RECORDS SUPPLIED:
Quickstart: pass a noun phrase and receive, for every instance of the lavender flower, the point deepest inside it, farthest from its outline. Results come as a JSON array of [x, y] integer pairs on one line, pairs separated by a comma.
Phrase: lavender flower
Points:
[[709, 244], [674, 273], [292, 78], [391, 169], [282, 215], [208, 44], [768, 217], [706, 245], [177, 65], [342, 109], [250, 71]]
==
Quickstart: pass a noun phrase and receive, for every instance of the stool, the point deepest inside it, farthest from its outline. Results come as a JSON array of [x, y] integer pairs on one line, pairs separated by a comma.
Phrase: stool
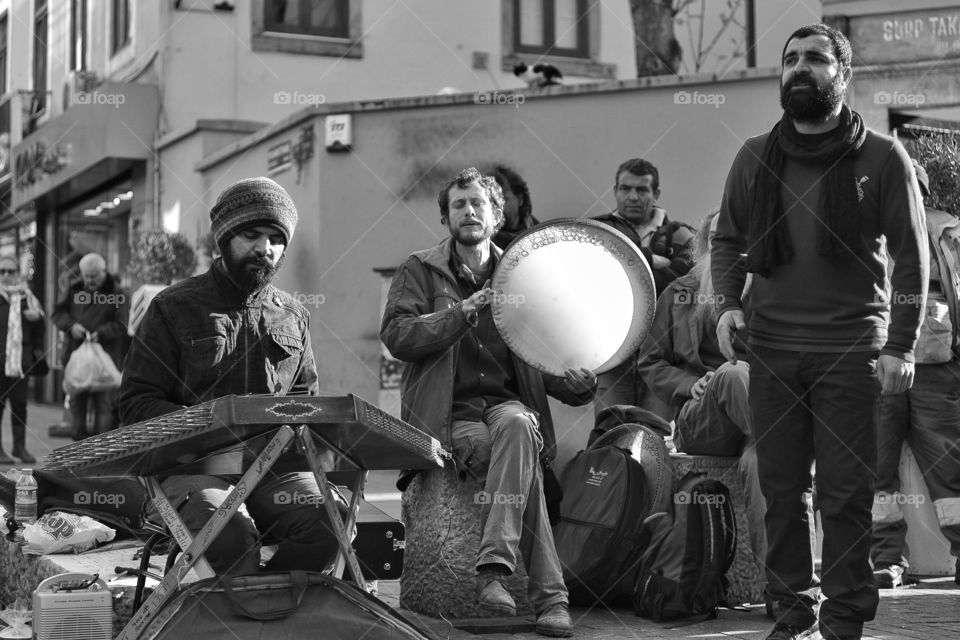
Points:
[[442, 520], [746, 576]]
* * *
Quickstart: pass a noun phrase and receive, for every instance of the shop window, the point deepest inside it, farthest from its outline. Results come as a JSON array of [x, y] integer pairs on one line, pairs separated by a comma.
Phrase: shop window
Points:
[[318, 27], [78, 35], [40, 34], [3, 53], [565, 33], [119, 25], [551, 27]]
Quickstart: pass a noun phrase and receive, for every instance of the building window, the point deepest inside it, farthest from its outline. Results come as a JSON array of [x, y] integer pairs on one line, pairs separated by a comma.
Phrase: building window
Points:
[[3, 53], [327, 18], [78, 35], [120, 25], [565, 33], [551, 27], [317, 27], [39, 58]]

WHAT TO WORK ON: Give as a numbered list, leaving out blank lines, the lines of the material starting at the line that contains "of the shop" and ending at the line that contains "Phrase: shop window".

ANSWER BELOW:
1. Quickstart: pass a noun phrase and receive, for every instance of the shop window, the point deepest inside it, farthest from its outline. Results come as a JSON array of [x, y] integer pairs on one line, pairs separated by a comma.
2. Phrase: shop window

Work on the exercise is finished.